Martin McDonagh: The Banshees of Inisherin
Daniel Kwan and Daniel Scheinert: Everything Everywhere All at Once (winners)
Steven Spielberg: The Fabelmans
Todd Field: TÁR
Ruben Ostlund: Triangle of Sadness
What’s Missing
I don’t love a lot of Oscar’s choices for 2022 in terms of nominations, which means that we’re going to be covering a lot of familiar territory in the suggestions. When it comes to Best Director, that’s going to start with Mark Mylod and The Menu, a film that hides its cards beautifully and comes to a fantastic climax. We also need to talk about Edward Berger and All Quiet on the Western Front, which picks up where 1917 left off and ramps it up to 11. I think it’s also worth bringing up Matt Reeves and The Batman, a film that could have been retread and absolutely was not. I also want to toss out a nod to George Miller for Three Thousand Years of Longing, a film that really plays with narrative structure and never drops the ball.
Weeding through the Nominees
5. I don’t love putting Spielberg in fifth place, and while The Fabelmans is a fine film, I don’t know that watching Spielberg essentially go through therapy on screen is worth nominating. Our boy Steven seems to get a nomination regularly in part because of who he is and it seems wrong to not have him in the ceremony somewhere, kind of like Meryl Streep. Oscar needs to look outside its narrow field of dramas with token nominations from other genres, because there were genre film directors who should be here instead.
4. I’m going to say something similar about TÁR and Todd Field. Field doesn’t have the gravitas that Spielberg does, but Cate Blanchett certainly does, and this was her film as much as it was Field’s. My issue here is that this movie is too long for the story it wants to tell, and while we can look at the screenplay for the start of this problem, it eventually falls on the shoulders of the director, who could have sliced out 20-30 minutes without damaging the story. Length isn’t a guarantor of quality or importance, and TÁR is proof.
3. The Banshees of Inisherin is a fine little film, and I like what Martin McDonagh did with it. It’s intimate and small, but it’s always fascinating, and the story is beautifully told. My metric for Best Director is not the story itself or the production, but the storytelling, and this is one of the best-told stories of this year. I’m not going to give McDonagh the win, but I’m happy he’s here, because this is such an odd little tale, but it’s told with precision and care, and even a touch of whimsy in the face of something that could, in places, slip easily into horror.
• • • •
**WHAT YOU WILL DO**.
Reproduce a passage of the Best Director commentary word for word: begin at the words "3. The Banshees" and stop after "easily into horror.". The entries that come next are separate material and have no connection to the Best Director commentary.
• • • •
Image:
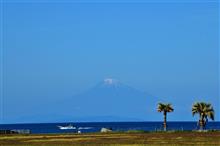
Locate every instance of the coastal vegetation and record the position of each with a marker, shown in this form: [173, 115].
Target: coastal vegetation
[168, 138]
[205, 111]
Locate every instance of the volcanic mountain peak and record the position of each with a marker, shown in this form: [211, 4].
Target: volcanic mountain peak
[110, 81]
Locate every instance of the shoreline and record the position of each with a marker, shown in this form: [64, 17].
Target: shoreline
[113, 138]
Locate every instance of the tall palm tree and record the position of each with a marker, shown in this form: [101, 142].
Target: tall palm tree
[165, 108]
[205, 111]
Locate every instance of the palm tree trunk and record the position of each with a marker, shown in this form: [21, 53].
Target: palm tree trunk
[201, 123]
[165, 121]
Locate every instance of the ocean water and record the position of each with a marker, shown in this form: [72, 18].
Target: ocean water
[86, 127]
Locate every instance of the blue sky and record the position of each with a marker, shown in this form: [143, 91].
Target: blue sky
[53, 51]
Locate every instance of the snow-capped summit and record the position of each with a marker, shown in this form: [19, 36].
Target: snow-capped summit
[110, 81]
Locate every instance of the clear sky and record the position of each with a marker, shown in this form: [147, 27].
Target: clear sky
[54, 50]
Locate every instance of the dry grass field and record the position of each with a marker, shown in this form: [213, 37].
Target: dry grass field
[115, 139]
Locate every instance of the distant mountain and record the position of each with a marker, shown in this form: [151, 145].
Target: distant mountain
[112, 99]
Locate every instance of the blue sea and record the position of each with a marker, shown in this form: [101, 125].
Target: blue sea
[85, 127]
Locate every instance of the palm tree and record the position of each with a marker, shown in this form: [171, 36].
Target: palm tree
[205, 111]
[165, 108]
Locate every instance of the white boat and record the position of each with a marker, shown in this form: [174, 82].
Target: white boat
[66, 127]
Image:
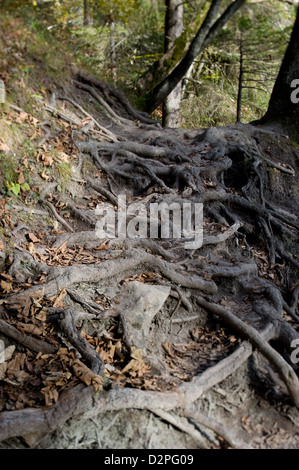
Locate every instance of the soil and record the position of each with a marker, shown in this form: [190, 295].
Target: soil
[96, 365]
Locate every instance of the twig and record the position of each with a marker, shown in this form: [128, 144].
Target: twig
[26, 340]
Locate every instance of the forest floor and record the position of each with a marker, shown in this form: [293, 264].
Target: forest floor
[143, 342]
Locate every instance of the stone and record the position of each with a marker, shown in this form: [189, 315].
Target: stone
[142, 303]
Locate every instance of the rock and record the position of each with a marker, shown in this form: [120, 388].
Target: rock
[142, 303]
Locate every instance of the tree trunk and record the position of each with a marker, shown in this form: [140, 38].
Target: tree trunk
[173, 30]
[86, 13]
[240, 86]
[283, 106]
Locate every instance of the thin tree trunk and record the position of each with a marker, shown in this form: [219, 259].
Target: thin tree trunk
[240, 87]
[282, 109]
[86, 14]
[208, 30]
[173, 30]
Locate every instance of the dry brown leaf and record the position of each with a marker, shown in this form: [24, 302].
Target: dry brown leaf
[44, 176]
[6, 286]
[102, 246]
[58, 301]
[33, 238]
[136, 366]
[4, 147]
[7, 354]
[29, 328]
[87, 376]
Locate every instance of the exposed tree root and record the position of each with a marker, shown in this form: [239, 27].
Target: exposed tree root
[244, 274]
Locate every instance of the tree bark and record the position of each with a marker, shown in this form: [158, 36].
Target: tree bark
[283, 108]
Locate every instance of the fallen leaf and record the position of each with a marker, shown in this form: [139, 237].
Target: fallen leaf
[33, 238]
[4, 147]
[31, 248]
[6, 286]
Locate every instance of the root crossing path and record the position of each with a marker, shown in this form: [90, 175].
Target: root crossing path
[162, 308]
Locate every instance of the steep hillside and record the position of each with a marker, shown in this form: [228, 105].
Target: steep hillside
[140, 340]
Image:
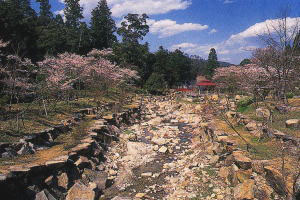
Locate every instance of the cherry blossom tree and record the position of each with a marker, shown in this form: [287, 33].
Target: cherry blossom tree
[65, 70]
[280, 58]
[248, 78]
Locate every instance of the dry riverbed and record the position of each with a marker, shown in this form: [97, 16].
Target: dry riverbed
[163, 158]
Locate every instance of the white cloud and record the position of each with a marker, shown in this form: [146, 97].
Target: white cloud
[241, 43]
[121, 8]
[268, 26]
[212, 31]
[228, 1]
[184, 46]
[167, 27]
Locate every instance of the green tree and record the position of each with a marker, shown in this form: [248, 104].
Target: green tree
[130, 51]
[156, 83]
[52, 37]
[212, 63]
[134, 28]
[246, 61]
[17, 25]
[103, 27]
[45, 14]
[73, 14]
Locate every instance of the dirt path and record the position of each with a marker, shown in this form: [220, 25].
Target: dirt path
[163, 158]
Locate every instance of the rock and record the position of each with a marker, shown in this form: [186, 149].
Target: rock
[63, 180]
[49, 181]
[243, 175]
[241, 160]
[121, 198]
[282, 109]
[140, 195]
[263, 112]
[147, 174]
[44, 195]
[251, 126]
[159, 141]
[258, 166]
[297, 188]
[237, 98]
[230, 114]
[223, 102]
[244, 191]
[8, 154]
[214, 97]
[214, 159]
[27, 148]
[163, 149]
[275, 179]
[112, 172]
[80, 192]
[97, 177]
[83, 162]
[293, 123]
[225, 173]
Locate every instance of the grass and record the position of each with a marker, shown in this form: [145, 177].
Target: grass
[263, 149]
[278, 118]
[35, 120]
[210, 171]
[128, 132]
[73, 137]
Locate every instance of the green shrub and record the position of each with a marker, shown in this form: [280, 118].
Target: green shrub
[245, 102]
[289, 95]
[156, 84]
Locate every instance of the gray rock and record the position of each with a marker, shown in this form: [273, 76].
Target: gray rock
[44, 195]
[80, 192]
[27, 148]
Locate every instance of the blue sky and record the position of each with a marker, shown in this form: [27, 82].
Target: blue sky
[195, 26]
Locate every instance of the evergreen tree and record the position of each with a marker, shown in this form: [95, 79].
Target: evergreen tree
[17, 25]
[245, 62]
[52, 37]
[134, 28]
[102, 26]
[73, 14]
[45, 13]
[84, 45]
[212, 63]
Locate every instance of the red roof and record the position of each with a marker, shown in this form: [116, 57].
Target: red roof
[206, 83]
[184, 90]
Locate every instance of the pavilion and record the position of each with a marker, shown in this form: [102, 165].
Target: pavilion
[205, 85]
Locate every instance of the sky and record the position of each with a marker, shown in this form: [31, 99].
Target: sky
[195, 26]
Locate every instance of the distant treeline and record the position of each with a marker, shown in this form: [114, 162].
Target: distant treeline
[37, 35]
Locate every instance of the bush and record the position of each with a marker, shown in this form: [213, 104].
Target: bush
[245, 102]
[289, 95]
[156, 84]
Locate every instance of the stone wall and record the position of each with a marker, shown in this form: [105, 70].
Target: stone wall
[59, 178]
• • • •
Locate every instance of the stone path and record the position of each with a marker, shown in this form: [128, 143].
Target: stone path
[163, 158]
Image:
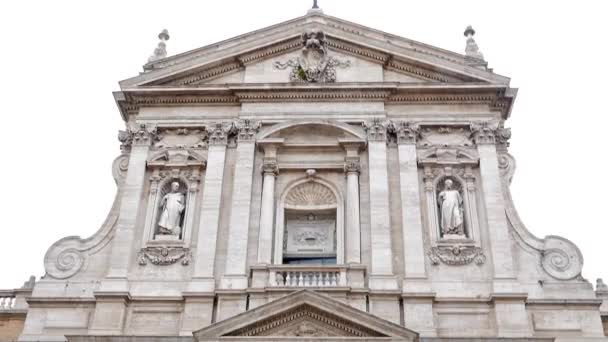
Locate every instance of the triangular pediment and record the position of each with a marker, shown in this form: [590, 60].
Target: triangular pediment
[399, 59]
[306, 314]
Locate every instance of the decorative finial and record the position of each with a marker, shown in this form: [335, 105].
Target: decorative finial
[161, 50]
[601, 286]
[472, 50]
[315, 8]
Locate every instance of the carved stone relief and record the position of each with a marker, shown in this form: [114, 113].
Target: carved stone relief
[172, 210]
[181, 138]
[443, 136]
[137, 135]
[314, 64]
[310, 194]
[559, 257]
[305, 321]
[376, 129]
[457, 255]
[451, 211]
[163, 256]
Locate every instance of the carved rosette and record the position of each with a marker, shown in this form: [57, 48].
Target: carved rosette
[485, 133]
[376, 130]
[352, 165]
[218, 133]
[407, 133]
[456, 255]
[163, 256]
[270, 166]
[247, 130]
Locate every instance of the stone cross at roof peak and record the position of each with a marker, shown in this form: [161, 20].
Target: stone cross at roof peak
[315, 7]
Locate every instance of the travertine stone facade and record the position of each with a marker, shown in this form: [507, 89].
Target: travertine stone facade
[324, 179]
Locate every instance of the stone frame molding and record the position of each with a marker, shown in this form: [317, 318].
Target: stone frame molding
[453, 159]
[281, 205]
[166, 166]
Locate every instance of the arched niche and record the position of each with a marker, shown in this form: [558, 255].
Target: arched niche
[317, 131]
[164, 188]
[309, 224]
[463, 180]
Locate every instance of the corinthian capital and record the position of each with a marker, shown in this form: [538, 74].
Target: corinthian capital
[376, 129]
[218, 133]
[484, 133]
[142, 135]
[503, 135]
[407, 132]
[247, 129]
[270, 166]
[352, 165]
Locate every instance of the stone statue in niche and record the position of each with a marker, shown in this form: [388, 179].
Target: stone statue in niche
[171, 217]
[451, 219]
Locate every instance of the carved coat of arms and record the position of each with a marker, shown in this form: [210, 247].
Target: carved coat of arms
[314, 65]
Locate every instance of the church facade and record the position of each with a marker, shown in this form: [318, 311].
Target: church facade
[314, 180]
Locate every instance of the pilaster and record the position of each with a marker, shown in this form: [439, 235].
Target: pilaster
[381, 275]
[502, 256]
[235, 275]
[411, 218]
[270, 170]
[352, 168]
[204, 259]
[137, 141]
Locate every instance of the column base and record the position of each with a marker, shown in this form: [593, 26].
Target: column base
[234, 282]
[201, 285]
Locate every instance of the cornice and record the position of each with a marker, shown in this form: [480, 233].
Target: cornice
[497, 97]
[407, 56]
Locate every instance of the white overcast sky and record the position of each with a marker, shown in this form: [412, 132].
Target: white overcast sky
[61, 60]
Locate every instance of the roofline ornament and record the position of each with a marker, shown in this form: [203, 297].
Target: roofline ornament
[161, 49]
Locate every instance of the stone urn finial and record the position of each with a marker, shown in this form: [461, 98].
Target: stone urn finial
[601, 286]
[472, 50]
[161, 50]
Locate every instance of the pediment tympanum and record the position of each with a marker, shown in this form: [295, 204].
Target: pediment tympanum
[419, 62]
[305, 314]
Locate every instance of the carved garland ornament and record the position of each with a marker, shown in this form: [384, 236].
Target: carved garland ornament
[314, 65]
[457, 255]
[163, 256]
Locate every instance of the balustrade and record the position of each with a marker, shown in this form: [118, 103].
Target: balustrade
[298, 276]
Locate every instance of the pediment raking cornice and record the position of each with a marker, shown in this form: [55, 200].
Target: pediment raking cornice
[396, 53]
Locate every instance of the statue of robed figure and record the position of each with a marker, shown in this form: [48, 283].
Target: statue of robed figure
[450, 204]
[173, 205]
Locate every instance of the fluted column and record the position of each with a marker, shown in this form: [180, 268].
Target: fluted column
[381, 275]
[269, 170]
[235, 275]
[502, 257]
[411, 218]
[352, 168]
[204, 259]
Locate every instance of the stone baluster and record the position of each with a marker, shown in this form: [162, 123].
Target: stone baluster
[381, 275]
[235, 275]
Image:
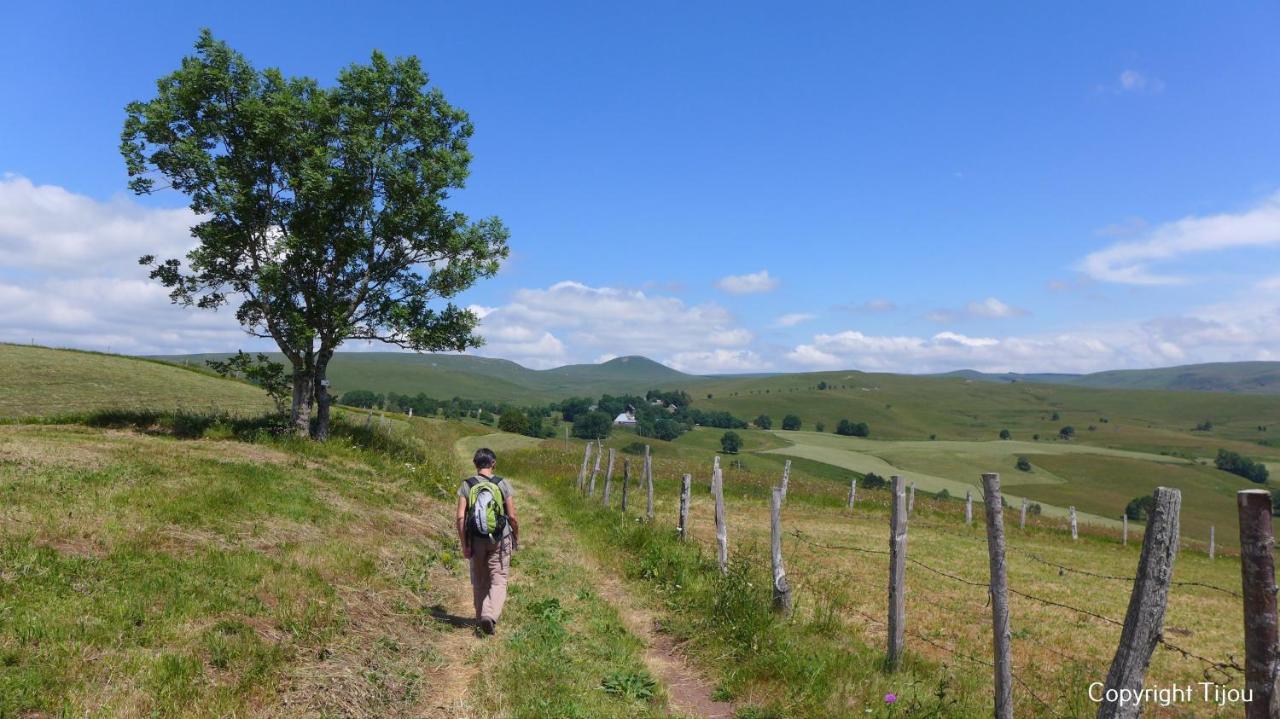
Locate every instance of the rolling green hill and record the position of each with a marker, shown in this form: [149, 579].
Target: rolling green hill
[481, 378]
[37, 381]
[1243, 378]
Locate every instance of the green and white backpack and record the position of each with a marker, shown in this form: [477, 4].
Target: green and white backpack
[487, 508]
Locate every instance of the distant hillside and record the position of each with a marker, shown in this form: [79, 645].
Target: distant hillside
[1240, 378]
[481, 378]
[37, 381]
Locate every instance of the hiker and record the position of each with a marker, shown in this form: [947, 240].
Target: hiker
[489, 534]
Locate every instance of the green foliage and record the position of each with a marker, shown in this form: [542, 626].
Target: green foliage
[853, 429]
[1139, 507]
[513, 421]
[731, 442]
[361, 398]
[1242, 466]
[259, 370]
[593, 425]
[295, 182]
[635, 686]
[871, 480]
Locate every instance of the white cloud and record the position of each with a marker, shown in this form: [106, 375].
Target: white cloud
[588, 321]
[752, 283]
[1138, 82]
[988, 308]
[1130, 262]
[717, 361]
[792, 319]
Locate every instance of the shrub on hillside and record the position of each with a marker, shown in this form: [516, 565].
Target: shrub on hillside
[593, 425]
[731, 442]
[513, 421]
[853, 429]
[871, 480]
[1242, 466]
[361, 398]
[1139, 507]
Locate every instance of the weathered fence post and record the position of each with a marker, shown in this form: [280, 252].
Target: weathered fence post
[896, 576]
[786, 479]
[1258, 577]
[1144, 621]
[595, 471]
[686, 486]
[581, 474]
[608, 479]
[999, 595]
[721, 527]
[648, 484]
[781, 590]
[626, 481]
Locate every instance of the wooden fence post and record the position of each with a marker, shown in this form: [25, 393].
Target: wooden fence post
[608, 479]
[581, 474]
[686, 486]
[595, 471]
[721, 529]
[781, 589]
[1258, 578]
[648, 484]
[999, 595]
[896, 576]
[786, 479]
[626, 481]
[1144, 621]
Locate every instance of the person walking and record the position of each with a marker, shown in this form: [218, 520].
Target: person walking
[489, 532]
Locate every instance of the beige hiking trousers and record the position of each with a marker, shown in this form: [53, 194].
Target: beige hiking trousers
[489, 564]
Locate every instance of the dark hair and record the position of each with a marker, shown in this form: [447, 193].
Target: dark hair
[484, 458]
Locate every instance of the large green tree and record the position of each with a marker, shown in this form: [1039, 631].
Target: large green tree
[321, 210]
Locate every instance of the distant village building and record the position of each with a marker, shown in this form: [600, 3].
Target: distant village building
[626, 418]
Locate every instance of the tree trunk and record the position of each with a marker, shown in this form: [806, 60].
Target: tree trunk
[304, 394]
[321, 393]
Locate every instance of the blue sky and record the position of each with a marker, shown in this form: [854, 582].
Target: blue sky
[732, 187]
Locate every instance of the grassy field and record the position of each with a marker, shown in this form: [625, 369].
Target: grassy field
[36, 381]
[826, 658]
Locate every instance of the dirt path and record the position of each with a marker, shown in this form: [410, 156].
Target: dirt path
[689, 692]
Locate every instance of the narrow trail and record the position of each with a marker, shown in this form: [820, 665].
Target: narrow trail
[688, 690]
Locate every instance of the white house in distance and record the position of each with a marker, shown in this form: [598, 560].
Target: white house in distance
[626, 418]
• • • •
**TASK RESULT**.
3. The Banshees of Inisherin is a fine little film, and I like what Martin McDonagh did with it. It’s intimate and small, but it’s always fascinating, and the story is beautifully told. My metric for Best Director is not the story itself or the production, but the storytelling, and this is one of the best-told stories of this year. I’m not going to give McDonagh the win, but I’m happy he’s here, because this is such an odd little tale, but it’s told with precision and care, and even a touch of whimsy in the face of something that could, in places, slip easily into horror.